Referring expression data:
------------------------------------------------------------

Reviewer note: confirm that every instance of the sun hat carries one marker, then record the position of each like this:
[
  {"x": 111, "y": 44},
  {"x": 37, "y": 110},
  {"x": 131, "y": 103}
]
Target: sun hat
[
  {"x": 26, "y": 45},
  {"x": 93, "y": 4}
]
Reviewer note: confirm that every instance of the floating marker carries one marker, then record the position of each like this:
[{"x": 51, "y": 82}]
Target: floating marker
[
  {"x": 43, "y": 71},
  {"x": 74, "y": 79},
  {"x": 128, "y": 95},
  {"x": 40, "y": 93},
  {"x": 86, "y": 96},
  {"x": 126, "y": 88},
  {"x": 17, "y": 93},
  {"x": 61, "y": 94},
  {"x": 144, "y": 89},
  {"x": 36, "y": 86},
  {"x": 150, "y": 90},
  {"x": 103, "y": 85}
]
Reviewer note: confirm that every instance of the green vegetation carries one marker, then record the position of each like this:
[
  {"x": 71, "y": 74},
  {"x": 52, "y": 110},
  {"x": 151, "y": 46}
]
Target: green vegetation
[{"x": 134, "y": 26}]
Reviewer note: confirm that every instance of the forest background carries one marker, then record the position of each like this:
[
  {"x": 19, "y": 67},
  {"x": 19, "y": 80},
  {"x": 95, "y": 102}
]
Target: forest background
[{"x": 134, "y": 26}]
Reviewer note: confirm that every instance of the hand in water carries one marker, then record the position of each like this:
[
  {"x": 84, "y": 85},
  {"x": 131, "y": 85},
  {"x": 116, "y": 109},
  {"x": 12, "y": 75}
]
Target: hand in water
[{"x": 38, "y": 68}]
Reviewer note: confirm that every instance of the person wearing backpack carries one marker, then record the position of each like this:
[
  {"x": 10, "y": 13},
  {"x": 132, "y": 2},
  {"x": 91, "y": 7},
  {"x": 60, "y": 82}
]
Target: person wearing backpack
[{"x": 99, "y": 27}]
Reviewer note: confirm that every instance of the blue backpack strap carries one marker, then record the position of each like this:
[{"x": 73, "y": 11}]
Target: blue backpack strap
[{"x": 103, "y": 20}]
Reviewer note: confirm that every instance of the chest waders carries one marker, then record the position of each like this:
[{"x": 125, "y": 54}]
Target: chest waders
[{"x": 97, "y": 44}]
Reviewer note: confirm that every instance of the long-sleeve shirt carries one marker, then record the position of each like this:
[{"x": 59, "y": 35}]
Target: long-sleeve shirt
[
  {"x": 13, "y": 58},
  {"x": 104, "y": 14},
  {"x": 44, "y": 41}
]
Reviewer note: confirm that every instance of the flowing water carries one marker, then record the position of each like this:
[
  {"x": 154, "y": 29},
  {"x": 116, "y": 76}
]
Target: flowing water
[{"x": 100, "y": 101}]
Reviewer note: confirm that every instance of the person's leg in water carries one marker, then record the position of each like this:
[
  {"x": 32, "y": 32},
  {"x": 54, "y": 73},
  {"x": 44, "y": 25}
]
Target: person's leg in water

------------------------------------------------------------

• TASK PROMPT: The response should reproduce every entry above exactly.

• WRITTEN SOLUTION:
Reviewer note: confirm that every instance of the sun hat carries one marker, then record the position of each like this:
[
  {"x": 111, "y": 44},
  {"x": 37, "y": 110},
  {"x": 131, "y": 103}
]
Target: sun hat
[
  {"x": 26, "y": 45},
  {"x": 93, "y": 4}
]
Reviewer note: confirm that every instance of the floating marker carries one marker, then record the position of each like this:
[{"x": 51, "y": 82}]
Target: floating marker
[
  {"x": 43, "y": 71},
  {"x": 74, "y": 79},
  {"x": 128, "y": 95},
  {"x": 40, "y": 93},
  {"x": 86, "y": 96},
  {"x": 126, "y": 88},
  {"x": 17, "y": 93},
  {"x": 61, "y": 94},
  {"x": 144, "y": 89},
  {"x": 36, "y": 86},
  {"x": 150, "y": 90},
  {"x": 103, "y": 85}
]
Reviewer note: confirm that every instance of the green vegetation carries one marker, then record the position of each like this:
[
  {"x": 71, "y": 74},
  {"x": 52, "y": 110},
  {"x": 151, "y": 46}
]
Target: green vegetation
[{"x": 134, "y": 26}]
Reviewer note: confirm that every instance of the forest background carries one marker, then record the position of each like this:
[
  {"x": 19, "y": 67},
  {"x": 19, "y": 80},
  {"x": 95, "y": 102}
]
Target: forest background
[{"x": 134, "y": 26}]
Reviewer note: confirm that every instance of the hand in water carries one marker, then record the position of each like this:
[
  {"x": 84, "y": 85},
  {"x": 131, "y": 85},
  {"x": 116, "y": 109},
  {"x": 12, "y": 75}
]
Target: hand in water
[{"x": 38, "y": 68}]
Reviewer note: confirm that every instance of the person wearing backpack carries one marker, then record the position of each like this:
[
  {"x": 10, "y": 13},
  {"x": 132, "y": 2},
  {"x": 91, "y": 7},
  {"x": 60, "y": 82}
]
Target: person wearing backpack
[{"x": 99, "y": 27}]
Reviewer note: confirm that every instance of the blue backpack strap carries one marker, then record the position of each like this:
[{"x": 73, "y": 11}]
Target: blue backpack strap
[{"x": 103, "y": 20}]
Reviewer note: confirm that every instance of the chest waders carries one marker, then record the position of each like this:
[{"x": 125, "y": 54}]
Target: chest waders
[{"x": 97, "y": 44}]
Reviewer note: confirm that every instance of the long-sleeve shirt carries one marker, then record the position of each like this:
[{"x": 59, "y": 35}]
Target: long-sleeve shirt
[
  {"x": 13, "y": 58},
  {"x": 104, "y": 14},
  {"x": 44, "y": 41}
]
Reviewer note: confirm that every instance of the flowing water carries one marker, then record the position of each like this:
[
  {"x": 154, "y": 29},
  {"x": 116, "y": 76}
]
Target: flowing water
[{"x": 100, "y": 101}]
Reviewer note: confirm that every instance of the person's leg in water carries one marker, then record the position of each like this:
[
  {"x": 32, "y": 32},
  {"x": 54, "y": 73},
  {"x": 44, "y": 25}
]
Target: person's leg in water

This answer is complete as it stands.